#### STORED DATA ####

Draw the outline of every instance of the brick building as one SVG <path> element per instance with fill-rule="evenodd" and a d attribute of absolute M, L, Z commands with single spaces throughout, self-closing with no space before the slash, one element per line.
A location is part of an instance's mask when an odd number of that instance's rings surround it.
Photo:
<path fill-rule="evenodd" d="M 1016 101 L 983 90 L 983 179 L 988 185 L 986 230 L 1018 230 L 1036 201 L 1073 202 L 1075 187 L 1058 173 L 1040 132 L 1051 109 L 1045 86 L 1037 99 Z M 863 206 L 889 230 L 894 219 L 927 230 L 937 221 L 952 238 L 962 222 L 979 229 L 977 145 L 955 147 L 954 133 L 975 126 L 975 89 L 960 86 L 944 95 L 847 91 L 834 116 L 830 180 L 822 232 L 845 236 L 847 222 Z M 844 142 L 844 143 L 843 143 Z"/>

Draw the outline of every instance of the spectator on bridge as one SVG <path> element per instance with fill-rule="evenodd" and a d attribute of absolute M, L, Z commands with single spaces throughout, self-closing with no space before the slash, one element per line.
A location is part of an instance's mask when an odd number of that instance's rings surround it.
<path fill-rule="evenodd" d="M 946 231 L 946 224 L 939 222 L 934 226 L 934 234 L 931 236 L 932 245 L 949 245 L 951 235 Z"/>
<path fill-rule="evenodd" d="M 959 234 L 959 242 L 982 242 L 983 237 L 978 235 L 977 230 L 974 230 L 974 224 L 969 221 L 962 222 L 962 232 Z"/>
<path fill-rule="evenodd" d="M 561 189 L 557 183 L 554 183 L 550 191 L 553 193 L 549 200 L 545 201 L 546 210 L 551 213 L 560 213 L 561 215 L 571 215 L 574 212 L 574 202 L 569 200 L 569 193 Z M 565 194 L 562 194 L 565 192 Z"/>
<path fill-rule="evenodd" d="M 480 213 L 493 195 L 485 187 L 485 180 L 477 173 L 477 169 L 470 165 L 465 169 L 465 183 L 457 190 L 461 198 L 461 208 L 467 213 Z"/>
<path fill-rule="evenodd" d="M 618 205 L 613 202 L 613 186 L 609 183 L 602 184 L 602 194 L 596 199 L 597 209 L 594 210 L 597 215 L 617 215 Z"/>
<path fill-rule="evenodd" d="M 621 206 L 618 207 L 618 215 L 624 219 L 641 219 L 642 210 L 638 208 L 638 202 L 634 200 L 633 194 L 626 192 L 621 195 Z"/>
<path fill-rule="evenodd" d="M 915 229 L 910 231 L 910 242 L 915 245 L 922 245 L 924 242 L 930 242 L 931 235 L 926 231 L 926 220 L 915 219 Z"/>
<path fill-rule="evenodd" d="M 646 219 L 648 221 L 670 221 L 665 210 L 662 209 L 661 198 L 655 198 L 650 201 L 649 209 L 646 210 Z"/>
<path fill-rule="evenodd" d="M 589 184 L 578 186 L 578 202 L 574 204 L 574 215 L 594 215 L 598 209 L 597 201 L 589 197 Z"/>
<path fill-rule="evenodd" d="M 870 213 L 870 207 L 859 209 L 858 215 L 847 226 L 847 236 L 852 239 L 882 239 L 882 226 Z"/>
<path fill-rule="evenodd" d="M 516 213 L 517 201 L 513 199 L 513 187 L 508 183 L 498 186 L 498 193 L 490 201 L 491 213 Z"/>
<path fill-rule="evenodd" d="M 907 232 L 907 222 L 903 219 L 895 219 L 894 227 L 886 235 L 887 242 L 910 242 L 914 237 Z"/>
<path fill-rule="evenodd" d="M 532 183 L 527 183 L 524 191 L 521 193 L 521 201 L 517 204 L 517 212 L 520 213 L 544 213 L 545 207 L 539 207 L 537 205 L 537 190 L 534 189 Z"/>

####

**STATED PROBLEM:**
Can you move the records from the line with "Draw the outline of every instance of the spectator" up to and including the line with "618 205 L 613" into your reply, keeping the request lines as they are and adding 80 to every coordinate in the outlines?

**OUTPUT OF THE TASK:**
Draw the outline of every instance of the spectator on bridge as one SVG <path> element per instance with fill-rule="evenodd" and a d attribute of absolute M, L, Z commands with single spaces throughout, self-closing with no space before the slash, one element per line.
A location is part of an instance's mask when an odd number of that instance's rings surround it.
<path fill-rule="evenodd" d="M 1026 311 L 1026 304 L 1019 302 L 1014 306 L 1014 314 L 1011 316 L 1012 325 L 1029 325 L 1031 315 Z"/>
<path fill-rule="evenodd" d="M 1039 314 L 1039 322 L 1062 322 L 1063 317 L 1058 315 L 1057 310 L 1054 310 L 1054 304 L 1049 301 L 1042 302 L 1042 312 Z"/>
<path fill-rule="evenodd" d="M 641 269 L 637 263 L 634 263 L 630 271 L 633 273 L 629 280 L 625 281 L 626 290 L 631 293 L 640 293 L 641 295 L 651 295 L 654 292 L 654 282 L 649 280 L 649 273 Z M 645 274 L 642 274 L 645 272 Z"/>
<path fill-rule="evenodd" d="M 560 293 L 573 275 L 565 267 L 565 260 L 557 253 L 557 249 L 550 245 L 545 249 L 545 263 L 537 270 L 541 278 L 541 288 L 547 293 Z"/>
<path fill-rule="evenodd" d="M 698 285 L 693 282 L 693 266 L 689 263 L 682 264 L 682 274 L 676 279 L 677 289 L 674 290 L 677 295 L 697 295 Z"/>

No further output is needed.